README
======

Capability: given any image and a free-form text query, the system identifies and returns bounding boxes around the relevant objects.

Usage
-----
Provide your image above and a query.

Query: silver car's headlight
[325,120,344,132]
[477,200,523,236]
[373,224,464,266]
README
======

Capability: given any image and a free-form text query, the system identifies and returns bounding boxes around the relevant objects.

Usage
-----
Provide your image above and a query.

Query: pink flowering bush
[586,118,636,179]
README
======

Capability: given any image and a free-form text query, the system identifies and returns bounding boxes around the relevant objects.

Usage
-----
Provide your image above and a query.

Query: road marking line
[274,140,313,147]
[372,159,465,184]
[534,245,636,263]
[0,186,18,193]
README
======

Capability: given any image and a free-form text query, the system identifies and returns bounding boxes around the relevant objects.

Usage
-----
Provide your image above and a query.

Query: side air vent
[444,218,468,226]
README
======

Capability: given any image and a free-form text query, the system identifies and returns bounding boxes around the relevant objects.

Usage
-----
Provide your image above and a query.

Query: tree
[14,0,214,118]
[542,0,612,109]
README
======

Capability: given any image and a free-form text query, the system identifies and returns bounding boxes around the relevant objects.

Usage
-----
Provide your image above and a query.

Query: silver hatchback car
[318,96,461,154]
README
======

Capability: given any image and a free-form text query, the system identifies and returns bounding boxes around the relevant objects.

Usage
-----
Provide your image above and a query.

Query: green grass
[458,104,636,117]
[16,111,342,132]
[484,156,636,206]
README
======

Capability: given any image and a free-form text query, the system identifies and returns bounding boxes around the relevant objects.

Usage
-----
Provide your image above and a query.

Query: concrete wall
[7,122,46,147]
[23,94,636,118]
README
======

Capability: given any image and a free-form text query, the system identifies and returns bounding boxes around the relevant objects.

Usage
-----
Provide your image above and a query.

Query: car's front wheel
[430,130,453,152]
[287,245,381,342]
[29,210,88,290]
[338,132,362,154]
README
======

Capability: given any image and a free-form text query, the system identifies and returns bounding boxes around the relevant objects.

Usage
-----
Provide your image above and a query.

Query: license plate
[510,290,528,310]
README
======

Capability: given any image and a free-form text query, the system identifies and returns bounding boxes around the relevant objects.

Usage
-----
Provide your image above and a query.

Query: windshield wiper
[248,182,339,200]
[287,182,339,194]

^^^^^^^^^^^^^^^^

_Exercise objective_:
Arrange the lines above as a numbered list, from the first line through the line with "[542,0,612,109]", and leave out the blank lines.

_Correct response_:
1. README
2. ======
3. Capability: given any image and a free-form text query, the system identifies and returns bounding boxes around the relevant objects.
4. Usage
5. -----
6. Provide your image above and a query.
7. Query: silver car's headlight
8. [325,120,344,132]
9. [477,200,523,236]
10. [373,224,464,266]
11. README
12. ======
13. Capability: given any image and a free-form text query, the system identifies and returns bounding boxes around the relevant objects.
14. Usage
15. -----
16. Provide your image above and a query.
17. Query: pink flowering bush
18. [586,118,636,179]
19. README
20. ======
21. Capability: given any image and a free-form text query, the system identifies and returns bounding boxes around the relevant objects.
22. Usage
23. -----
24. Provide your image above and a query.
25. Query: road marking line
26. [274,140,313,147]
27. [372,159,465,184]
28. [534,245,636,263]
29. [0,186,18,193]
30. README
31. ======
32. Capability: given any image and a free-form text query, the system identifies and returns bounding boxes around the relevant objects.
33. Usage
34. -----
35. Provide your image above and a query.
36. Query: side air vent
37. [444,218,468,226]
38. README
39. ======
40. Capability: given any image and a free-form text query, the system identifies and returns bounding boxes around the relevant objects.
41. Usage
42. -----
43. Provide your image above and a query.
44. Query: tree
45. [14,0,214,118]
46. [542,0,612,109]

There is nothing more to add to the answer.